Records to use =
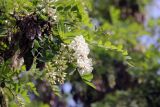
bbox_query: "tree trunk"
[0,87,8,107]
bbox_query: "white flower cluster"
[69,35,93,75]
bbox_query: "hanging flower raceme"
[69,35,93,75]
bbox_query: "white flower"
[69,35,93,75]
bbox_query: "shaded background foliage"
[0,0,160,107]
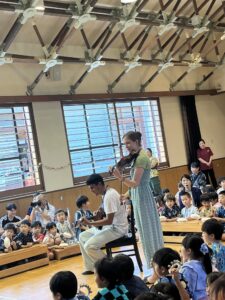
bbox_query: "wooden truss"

Given exercise =
Lay out each line of the listing above as a Markdown table with the columns "No." and "Entry", numbering the rows in order and skipping blank lines. Leave the pictures out.

Finished task =
| No. | Entry |
|---|---|
| 1 | bbox_query: "tree trunk" |
| 2 | [0,87,8,107] |
| 3 | bbox_query: "white flower cluster" |
| 4 | [69,35,93,75] |
| 5 | bbox_query: "hanging flower raceme" |
| 6 | [69,35,93,75] |
| 7 | bbox_query: "white flower" |
| 8 | [69,35,93,75] |
| 9 | bbox_query: "shaded background foliage" |
| 10 | [0,0,160,107] |
| 11 | bbox_query: "wooden truss" |